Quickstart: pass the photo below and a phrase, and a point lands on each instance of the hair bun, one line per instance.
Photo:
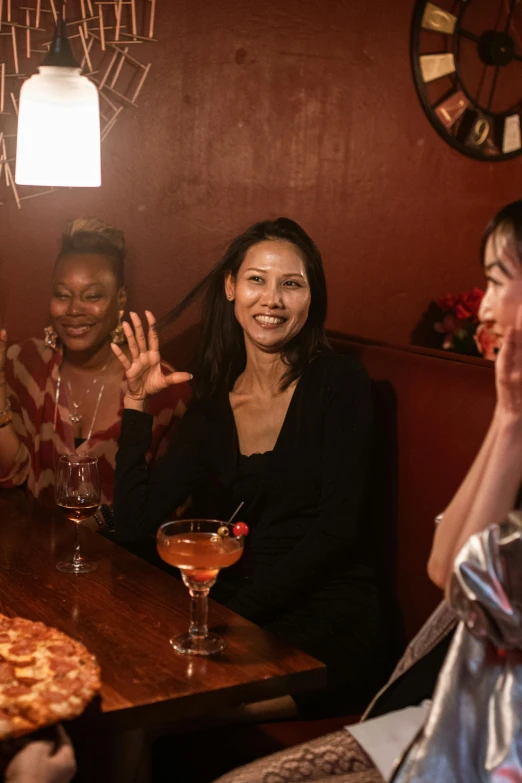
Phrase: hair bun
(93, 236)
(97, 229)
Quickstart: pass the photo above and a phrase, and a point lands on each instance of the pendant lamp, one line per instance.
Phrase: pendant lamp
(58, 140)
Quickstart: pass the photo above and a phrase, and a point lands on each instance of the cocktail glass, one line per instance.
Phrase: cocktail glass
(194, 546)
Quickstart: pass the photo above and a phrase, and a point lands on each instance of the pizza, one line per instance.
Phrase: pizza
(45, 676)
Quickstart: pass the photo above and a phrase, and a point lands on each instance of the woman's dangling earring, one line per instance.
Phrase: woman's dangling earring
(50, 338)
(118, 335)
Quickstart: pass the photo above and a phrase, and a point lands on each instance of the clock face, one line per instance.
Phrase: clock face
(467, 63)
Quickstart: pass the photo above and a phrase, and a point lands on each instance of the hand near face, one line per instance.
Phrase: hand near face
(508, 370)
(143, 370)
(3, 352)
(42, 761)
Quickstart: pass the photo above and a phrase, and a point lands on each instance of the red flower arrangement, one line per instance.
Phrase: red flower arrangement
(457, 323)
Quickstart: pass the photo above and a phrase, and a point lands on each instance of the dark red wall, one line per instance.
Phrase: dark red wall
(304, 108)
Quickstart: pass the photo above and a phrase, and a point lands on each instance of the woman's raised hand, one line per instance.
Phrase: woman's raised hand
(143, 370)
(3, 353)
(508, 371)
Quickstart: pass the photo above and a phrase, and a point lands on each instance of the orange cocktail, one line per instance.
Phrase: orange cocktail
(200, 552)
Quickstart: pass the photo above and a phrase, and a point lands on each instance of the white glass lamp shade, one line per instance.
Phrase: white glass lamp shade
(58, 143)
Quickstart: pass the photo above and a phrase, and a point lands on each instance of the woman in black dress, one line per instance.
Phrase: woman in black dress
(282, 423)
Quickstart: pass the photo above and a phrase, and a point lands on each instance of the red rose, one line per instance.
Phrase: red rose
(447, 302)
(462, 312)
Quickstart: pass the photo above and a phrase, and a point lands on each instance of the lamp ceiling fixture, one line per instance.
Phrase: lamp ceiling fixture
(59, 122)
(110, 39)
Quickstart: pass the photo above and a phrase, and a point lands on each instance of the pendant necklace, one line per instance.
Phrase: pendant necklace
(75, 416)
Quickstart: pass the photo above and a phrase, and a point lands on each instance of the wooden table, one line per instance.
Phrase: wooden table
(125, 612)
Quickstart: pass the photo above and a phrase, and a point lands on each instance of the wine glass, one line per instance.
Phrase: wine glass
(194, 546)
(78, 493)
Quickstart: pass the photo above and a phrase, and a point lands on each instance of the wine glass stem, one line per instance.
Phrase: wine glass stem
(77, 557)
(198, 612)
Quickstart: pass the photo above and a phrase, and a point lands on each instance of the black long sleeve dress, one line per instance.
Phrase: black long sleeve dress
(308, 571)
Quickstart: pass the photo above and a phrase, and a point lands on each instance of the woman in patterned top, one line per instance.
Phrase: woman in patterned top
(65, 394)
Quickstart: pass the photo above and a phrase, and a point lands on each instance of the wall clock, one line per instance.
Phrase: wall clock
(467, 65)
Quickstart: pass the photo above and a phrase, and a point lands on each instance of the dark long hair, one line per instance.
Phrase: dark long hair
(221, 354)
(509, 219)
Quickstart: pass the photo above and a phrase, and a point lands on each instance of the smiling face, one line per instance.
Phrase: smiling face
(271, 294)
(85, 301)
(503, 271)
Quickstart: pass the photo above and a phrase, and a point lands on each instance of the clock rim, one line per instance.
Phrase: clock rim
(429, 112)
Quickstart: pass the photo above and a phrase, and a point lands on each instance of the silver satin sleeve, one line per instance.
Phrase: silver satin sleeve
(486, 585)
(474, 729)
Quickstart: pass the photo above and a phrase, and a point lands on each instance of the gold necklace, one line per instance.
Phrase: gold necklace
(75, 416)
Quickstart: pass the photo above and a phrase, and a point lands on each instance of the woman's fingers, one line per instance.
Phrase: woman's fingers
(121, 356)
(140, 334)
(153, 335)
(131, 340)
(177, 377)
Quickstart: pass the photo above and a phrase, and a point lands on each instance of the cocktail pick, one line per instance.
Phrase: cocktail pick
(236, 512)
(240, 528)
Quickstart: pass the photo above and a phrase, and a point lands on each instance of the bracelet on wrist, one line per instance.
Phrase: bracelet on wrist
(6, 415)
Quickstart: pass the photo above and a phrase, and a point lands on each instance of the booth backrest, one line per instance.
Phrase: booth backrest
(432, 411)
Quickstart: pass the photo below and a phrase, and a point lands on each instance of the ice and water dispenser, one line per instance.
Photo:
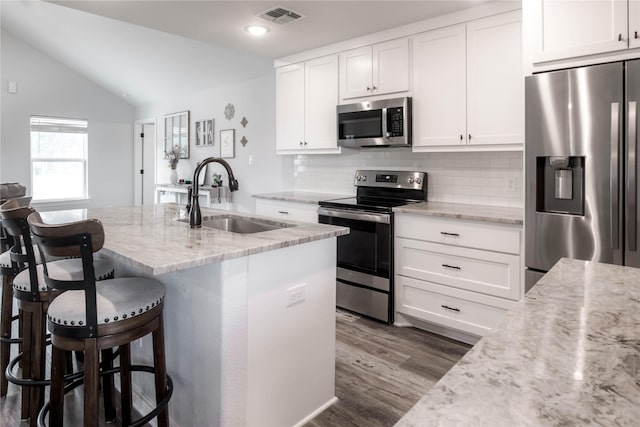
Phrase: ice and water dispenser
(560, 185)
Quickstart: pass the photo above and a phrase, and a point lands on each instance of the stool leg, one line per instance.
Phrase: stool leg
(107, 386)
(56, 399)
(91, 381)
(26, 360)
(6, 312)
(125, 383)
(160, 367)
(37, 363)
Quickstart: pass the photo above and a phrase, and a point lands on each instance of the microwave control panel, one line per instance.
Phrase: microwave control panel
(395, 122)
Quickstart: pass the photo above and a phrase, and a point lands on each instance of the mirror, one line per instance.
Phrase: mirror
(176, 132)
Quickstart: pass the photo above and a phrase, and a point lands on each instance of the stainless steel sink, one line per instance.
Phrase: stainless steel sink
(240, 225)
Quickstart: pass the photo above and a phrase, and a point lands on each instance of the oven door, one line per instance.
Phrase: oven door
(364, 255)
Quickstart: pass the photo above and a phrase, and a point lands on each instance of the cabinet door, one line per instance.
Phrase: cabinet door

--

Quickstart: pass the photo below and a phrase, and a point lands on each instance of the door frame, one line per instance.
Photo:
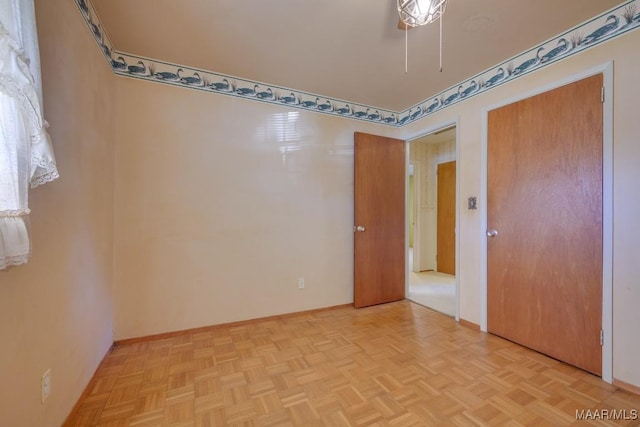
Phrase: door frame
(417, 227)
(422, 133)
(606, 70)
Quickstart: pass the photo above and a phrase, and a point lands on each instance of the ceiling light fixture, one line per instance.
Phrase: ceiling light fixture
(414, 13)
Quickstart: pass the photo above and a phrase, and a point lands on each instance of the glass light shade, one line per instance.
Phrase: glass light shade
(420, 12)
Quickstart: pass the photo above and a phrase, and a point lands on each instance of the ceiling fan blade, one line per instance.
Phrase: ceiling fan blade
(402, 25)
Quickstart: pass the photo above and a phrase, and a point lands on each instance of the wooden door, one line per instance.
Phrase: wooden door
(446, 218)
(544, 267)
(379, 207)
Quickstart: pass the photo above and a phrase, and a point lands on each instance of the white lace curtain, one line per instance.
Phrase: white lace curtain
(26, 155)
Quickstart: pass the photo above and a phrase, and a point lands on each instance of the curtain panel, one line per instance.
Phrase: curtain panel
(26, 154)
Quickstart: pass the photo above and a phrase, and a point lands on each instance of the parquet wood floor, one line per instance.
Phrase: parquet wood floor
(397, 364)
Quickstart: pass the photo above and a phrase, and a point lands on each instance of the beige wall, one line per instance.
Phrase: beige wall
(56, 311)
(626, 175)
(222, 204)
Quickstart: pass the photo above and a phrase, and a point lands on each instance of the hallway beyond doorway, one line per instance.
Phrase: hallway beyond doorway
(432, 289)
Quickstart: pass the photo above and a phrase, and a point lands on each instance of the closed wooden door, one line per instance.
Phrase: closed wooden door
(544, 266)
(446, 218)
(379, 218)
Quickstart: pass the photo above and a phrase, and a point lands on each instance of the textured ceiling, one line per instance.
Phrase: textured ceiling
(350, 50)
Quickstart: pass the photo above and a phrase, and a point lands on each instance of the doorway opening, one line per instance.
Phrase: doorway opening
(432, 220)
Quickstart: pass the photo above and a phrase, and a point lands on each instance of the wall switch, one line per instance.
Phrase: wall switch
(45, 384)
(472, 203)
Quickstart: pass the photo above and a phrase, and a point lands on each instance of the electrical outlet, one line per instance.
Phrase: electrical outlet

* * *

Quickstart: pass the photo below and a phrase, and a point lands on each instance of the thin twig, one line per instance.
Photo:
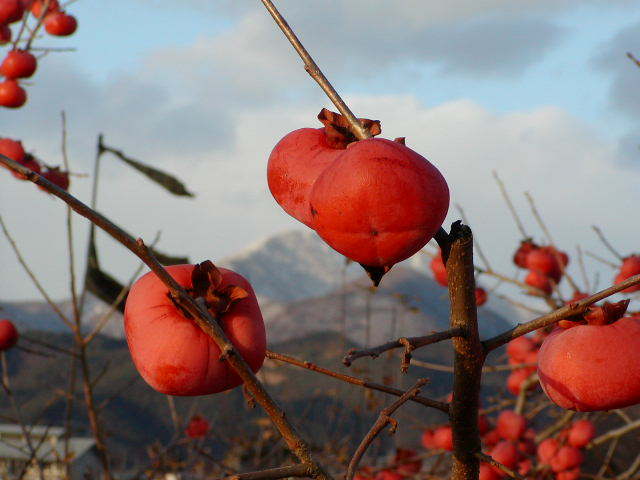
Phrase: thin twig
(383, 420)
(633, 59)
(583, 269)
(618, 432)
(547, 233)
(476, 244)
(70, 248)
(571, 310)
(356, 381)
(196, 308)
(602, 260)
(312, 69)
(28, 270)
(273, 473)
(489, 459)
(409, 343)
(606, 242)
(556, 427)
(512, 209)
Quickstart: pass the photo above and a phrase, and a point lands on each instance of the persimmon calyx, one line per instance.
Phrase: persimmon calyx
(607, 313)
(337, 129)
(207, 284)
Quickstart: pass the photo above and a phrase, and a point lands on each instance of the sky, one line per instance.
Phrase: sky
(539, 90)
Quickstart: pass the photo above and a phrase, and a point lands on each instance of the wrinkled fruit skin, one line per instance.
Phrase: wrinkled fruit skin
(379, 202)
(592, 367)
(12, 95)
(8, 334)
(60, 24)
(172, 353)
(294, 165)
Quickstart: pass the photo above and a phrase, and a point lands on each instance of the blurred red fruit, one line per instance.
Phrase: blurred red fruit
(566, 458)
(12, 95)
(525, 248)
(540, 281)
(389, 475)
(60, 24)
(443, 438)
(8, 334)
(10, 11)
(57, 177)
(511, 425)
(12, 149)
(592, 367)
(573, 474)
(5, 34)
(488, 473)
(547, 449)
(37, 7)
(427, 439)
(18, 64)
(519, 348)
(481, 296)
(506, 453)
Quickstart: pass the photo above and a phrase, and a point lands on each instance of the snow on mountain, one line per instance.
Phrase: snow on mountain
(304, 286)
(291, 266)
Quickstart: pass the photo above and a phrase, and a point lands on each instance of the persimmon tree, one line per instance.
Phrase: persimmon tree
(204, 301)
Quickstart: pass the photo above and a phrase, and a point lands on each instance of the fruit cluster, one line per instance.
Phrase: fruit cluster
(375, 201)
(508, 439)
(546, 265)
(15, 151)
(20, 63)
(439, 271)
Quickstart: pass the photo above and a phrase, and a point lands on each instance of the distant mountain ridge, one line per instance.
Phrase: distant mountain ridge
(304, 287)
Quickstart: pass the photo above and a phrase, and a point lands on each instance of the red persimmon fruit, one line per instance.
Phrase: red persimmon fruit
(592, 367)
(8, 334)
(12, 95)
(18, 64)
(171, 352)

■ Short exercise ■
Pick out every line in the records that contains the word "dispenser", and copy each of those lines in full.

■ Full output ■
Quickstart: pass the photo below and a phrase, and a point lands on each instance of the ice and water dispenser, one line per instance.
Phrase: ice and water dispenser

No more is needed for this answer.